Provided text:
<<<<

On 12 May directing principals and directors of all state-run medical colleges and CMOHs across the city and districts to promote normal births.

SUBHENDU MAITI | Kolkata |

Rattled by the rise in the number of maternal mortality rate (MMR) in Bengal, the state health department advises government hospitals to promote normal delivery and rationalise caesarean cases.

NS Nigam, principal secretary in-charge of health department, issued an advisory on 12 May directing principals and directors of all state-run medical colleges and chief medical officers of health (CMOHs) across the city and districts to promote normal births.

“Improving maternal health and preventing maternal mortality is an important aspect for the Government of West Bengal. Though considerable and considered investments have been made for improvement of maternal health the recent rise in maternal mortality ratio (SRS 2017-2019) is of great concern. In view of this the following advisory is issued for the facilities providing maternal healthcare services based on experts’ opinion, in depth data analysis, exhaustive field visits and several meetings at state and district level with various stakeholders,” Mr Nigam directed in the advisory.

MMR worsened in states like West Bengal, Haryana, Uttarakhand and Chhattishgarh at a time when Uttar Pradesh, Rajasthan, Bihar and Madhya Pradesh showed major improvement with a decline in their ratio by 30, 23, 19 and 10 points.

>>>>

Data:
<<<<

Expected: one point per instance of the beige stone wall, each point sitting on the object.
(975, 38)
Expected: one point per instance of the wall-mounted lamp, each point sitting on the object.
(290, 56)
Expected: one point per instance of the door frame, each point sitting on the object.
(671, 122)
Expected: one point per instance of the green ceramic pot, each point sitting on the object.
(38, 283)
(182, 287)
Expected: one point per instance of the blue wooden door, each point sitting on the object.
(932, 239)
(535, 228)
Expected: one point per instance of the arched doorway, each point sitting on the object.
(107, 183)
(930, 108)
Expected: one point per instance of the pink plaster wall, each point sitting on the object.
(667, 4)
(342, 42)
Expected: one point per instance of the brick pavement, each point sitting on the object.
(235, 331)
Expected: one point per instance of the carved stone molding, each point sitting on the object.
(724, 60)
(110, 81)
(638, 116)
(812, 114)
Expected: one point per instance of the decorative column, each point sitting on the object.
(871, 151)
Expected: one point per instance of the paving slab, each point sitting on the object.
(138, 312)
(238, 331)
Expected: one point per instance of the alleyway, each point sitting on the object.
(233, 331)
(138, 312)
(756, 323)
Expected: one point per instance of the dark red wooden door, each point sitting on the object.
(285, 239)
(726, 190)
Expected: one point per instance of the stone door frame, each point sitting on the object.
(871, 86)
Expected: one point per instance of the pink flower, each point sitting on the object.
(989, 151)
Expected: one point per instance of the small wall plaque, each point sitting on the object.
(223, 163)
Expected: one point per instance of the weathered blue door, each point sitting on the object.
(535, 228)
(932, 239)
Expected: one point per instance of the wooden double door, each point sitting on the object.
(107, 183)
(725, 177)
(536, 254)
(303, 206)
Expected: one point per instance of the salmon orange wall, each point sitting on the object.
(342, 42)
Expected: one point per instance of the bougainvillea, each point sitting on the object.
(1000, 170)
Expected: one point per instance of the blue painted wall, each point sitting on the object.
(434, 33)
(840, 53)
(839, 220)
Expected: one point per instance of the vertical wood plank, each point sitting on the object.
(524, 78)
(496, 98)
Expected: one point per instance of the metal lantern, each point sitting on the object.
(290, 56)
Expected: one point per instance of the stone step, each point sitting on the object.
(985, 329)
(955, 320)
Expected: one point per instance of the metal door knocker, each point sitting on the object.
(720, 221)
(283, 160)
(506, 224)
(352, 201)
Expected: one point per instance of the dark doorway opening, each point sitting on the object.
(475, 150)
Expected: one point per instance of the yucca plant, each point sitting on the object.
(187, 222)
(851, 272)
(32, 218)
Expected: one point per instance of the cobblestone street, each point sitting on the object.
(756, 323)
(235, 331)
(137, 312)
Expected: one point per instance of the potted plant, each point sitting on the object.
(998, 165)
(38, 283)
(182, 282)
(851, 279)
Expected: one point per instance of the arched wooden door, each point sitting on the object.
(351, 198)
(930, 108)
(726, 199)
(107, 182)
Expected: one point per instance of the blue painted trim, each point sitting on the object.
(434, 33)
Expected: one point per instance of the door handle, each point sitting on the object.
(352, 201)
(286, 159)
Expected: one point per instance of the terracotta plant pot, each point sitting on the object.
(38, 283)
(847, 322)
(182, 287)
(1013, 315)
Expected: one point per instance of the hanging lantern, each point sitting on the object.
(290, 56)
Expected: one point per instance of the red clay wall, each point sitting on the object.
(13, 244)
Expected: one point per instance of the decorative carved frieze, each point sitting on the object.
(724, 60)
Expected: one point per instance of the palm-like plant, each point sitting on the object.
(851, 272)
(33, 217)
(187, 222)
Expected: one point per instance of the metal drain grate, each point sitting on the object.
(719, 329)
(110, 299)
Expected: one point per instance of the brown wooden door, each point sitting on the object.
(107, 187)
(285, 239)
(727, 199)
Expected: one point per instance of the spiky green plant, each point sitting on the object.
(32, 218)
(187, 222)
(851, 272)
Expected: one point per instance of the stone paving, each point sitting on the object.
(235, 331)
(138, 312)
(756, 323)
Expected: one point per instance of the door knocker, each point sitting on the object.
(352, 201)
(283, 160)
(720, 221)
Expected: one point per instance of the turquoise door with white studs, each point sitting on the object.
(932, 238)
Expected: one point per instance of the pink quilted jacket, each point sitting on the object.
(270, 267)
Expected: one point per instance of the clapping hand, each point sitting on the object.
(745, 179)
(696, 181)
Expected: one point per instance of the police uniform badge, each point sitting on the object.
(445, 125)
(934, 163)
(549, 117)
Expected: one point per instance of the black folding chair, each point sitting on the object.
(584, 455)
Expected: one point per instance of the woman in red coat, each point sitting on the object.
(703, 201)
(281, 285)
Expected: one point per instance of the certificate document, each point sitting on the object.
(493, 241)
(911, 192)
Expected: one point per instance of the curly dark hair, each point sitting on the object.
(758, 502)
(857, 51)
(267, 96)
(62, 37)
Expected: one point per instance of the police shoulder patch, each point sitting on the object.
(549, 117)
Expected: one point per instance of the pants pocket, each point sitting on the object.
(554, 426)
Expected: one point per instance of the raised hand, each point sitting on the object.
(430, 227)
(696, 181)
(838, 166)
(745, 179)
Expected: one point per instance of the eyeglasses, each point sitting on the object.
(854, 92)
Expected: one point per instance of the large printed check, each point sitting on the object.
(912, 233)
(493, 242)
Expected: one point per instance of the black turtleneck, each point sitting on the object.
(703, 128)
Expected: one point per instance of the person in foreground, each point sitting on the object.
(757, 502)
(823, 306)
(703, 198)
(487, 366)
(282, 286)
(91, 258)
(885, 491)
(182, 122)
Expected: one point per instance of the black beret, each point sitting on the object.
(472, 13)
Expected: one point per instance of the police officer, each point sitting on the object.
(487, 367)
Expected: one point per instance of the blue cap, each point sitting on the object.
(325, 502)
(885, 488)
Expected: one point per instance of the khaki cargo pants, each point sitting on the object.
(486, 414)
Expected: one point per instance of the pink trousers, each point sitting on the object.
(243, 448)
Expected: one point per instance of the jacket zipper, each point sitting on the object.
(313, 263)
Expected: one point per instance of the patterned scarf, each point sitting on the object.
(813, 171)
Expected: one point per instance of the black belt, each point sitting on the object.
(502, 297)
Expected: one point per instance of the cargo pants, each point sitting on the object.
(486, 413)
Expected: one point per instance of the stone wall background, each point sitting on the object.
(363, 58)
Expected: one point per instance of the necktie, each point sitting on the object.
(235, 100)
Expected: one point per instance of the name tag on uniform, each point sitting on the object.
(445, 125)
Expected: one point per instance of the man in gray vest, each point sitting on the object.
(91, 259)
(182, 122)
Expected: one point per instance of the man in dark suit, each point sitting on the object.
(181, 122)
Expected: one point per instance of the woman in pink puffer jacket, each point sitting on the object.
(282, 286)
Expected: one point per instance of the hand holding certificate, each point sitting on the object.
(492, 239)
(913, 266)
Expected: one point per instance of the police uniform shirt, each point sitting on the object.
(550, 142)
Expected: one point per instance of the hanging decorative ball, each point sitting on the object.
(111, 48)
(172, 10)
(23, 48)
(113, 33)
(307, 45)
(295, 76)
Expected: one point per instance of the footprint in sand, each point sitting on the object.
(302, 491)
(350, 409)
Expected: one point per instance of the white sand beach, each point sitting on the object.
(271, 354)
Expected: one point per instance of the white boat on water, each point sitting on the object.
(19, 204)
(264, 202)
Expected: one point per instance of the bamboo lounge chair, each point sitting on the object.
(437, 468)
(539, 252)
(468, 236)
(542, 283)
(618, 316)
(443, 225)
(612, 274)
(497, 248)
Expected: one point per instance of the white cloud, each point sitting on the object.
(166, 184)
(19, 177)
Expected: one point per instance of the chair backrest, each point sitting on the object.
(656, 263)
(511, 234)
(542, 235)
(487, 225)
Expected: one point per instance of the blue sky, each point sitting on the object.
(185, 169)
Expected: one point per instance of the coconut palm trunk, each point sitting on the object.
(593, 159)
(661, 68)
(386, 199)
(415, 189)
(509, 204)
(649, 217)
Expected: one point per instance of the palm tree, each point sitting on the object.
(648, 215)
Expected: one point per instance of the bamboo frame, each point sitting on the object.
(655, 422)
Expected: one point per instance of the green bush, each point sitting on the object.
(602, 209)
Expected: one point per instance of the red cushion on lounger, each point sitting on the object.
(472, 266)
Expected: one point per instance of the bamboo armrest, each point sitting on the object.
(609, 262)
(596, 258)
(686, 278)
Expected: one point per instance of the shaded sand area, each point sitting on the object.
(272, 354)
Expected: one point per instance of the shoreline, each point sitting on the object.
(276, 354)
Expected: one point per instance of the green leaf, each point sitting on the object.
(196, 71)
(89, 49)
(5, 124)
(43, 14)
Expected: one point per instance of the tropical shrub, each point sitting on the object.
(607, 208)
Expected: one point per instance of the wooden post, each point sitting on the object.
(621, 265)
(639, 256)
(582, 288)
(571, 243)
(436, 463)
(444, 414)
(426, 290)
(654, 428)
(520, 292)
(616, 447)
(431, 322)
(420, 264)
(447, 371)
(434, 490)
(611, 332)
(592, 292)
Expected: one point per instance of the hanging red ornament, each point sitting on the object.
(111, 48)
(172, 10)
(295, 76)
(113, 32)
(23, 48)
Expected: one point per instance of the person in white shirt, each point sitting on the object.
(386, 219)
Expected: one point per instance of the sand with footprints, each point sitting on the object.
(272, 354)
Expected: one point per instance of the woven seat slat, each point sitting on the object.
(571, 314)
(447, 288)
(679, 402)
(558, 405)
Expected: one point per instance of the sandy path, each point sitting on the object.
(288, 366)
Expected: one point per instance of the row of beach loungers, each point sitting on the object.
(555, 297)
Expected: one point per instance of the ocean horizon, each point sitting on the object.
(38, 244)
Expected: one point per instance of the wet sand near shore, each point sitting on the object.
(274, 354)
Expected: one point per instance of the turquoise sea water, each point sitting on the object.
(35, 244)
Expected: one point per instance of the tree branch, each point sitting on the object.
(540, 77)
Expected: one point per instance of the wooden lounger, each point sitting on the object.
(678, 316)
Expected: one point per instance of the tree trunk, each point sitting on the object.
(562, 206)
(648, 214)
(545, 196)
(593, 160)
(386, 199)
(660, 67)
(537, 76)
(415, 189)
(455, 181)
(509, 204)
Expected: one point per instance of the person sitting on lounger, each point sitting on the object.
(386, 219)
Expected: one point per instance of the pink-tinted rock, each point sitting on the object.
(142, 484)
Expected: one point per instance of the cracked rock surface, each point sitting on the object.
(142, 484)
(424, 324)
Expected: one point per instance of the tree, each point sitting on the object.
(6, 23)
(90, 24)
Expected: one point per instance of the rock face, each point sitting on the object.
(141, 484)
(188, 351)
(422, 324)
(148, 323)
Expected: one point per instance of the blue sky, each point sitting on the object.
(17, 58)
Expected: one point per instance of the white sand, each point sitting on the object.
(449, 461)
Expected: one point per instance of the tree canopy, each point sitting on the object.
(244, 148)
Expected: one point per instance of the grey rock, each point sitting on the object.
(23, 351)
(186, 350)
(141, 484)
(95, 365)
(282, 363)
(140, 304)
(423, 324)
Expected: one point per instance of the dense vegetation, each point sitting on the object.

>>>>

What to produce: Reproduce the report on maternal mortality in West Bengal in full, without any changes.

Answer to this problem:
On 12 May directing principals and directors of all state-run medical colleges and CMOHs across the city and districts to promote normal births.

SUBHENDU MAITI | Kolkata |

Rattled by the rise in the number of maternal mortality rate (MMR) in Bengal, the state health department advises government hospitals to promote normal delivery and rationalise caesarean cases.

NS Nigam, principal secretary in-charge of health department, issued an advisory on 12 May directing principals and directors of all state-run medical colleges and chief medical officers of health (CMOHs) across the city and districts to promote normal births.

“Improving maternal health and preventing maternal mortality is an important aspect for the Government of West Bengal. Though considerable and considered investments have been made for improvement of maternal health the recent rise in maternal mortality ratio (SRS 2017-2019) is of great concern. In view of this the following advisory is issued for the facilities providing maternal healthcare services based on experts’ opinion, in depth data analysis, exhaustive field visits and several meetings at state and district level with various stakeholders,” Mr Nigam directed in the advisory.

MMR worsened in states like West Bengal, Haryana, Uttarakhand and Chhattishgarh at a time when Uttar Pradesh, Rajasthan, Bihar and Madhya Pradesh showed major improvement with a decline in their ratio by 30, 23, 19 and 10 points.